## [Atividade 1]
Segundo o texto sobre a ditadura e o governo Bolsonaro, em quanto os militares aumentaram a dívida externa brasileira?
## [Atividade 2]
Prossiga com o texto sobre a ditadura e o governo Bolsonaro a partir da última frase apresentada.

Apesar disso, no último dia 17 de março, a Justiça brasileira deu carta branca para o governo de Jair Bolsonaro, entusiasmado defensor da ditadura, comemorar esse trágico marco de sofrimento e morte da população brasileira. Tal gesto tripudia a memória dos que entregaram suas vidas em nome da democracia no país e arrisca o sentido histórico construído por décadas com a contribuição dos historiadores e da sociedade civil em torno do período. Cabe, portanto, o questionamento do que está por trás das atitudes saudosistas de Bolsonaro em relação à ditadura e o seu culto à morte, tanto no período referido, quanto na crise sanitária que assola o país – ainda que, aparentemente, tratem-se de mortos de categorias distintas.
Ditadura criminosa
Sob os mandos e desmandos da burguesia brasileira em aliança com o capital internacional, a ditadura praticou não só crimes políticos, mas também econômicos contra a população, vitimando não apenas os engajados diretamente na luta contra o regime, mas toda a classe trabalhadora brasileira. O falso “milagre econômico” não se reverteu em melhorias na qualidade de vida dos brasileiros. Ao contrário, houve aumento expressivo da concentração de renda e o empobrecimento da população, o que somado ao sucateamento dos serviços essenciais, como saúde e educação, piorou muito a vida dos trabalhadores. Subservientes ao capital estrangeiro, os militares aumentaram a dívida externa brasileira em mais de 3.000%.
Além disso, 8 mil indígenas foram assassinados, 434 foram mortos ou desaparecidos e milhares de pessoas detidas e torturadas. A omissão da Justiça brasileira no pós-redemocratização contribuiu bastante para a manutenção da influência política dos militares nos governos, sobretudo no de Bolsonaro, onde essa influência é tão grande que a presença das forças armadas na administração pública chega a ser superior ao de determinados momentos da ditadura.
Agora, na pandemia, para garantir a sua política genocida, Bolsonaro militarizou o Ministério da Saúde. Não diferente dos outros períodos históricos, os militares estão na linha de frente do morticínio que ocorre no país, com hospitais colapsados, faltando oxigênio, remédios, leitos e, sobretudo, vacinas para imunizar a população.

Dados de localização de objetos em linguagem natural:
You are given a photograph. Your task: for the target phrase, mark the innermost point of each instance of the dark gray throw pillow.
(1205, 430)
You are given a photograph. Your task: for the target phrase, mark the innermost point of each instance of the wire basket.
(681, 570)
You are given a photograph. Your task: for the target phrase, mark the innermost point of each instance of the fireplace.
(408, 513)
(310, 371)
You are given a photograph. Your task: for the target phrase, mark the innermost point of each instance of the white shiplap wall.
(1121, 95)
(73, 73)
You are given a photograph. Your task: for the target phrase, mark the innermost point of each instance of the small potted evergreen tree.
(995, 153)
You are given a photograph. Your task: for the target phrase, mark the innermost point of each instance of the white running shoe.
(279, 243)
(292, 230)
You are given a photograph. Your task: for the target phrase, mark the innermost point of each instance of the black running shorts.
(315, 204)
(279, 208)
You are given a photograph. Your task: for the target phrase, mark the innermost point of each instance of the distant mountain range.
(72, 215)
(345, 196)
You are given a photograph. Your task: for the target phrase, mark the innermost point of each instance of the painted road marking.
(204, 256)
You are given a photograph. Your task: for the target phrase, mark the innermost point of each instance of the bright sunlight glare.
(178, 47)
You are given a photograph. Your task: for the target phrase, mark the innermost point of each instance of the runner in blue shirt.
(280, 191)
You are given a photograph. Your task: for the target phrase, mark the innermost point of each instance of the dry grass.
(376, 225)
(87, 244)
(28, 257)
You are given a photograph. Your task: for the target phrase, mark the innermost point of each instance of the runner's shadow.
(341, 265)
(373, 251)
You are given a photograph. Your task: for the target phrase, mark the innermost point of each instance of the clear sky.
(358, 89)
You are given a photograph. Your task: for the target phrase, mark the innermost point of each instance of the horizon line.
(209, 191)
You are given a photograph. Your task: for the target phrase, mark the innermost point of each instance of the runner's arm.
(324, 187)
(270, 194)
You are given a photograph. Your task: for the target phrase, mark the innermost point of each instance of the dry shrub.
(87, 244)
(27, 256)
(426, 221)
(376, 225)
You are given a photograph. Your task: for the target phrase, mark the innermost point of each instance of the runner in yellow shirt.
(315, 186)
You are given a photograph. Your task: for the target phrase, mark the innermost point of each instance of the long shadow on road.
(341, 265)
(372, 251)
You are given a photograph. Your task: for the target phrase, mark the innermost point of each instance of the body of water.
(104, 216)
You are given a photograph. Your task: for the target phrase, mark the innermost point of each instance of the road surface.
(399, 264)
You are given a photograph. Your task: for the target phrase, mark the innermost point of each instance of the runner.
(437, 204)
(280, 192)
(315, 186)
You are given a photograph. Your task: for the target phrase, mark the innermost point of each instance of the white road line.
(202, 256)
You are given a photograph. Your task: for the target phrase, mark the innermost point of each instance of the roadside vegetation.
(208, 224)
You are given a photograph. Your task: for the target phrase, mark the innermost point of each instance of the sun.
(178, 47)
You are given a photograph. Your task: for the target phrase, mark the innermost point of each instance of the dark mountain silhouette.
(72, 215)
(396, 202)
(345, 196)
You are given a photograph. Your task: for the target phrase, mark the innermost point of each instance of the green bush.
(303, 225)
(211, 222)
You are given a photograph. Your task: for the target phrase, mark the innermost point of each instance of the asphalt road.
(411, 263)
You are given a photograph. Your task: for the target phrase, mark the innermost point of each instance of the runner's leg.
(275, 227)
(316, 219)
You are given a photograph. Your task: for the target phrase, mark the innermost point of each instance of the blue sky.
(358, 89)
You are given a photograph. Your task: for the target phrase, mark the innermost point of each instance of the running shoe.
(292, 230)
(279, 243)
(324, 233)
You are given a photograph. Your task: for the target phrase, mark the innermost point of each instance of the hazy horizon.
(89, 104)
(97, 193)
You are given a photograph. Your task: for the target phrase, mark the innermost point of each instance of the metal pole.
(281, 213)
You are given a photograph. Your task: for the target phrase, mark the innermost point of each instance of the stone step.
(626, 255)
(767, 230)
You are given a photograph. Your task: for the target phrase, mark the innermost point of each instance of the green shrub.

## [Resposta 1]
Em mais de 3.000%.

## [Resposta 2]
Mas, afinal, quem se beneficia com tantos mortos? A agenda econômica de Bolsonaro, desde o início comprometida com o apoio do mercado e dos banqueiros, é responsável por um dos maiores crimes do século contra a humanidade. Desde o princípio da crise sanitária, o governo criou os mais diversos dispositivos para subsidiar os bancos e capitalistas, enquanto desdenhou das demandas imediatas da população. Prova é que em apenas um mês, o governo Bolsonaro gastou R$64,6 bilhões com juros da dívida, um valor 68% superior ao orçamento do novo auxílio emergencial.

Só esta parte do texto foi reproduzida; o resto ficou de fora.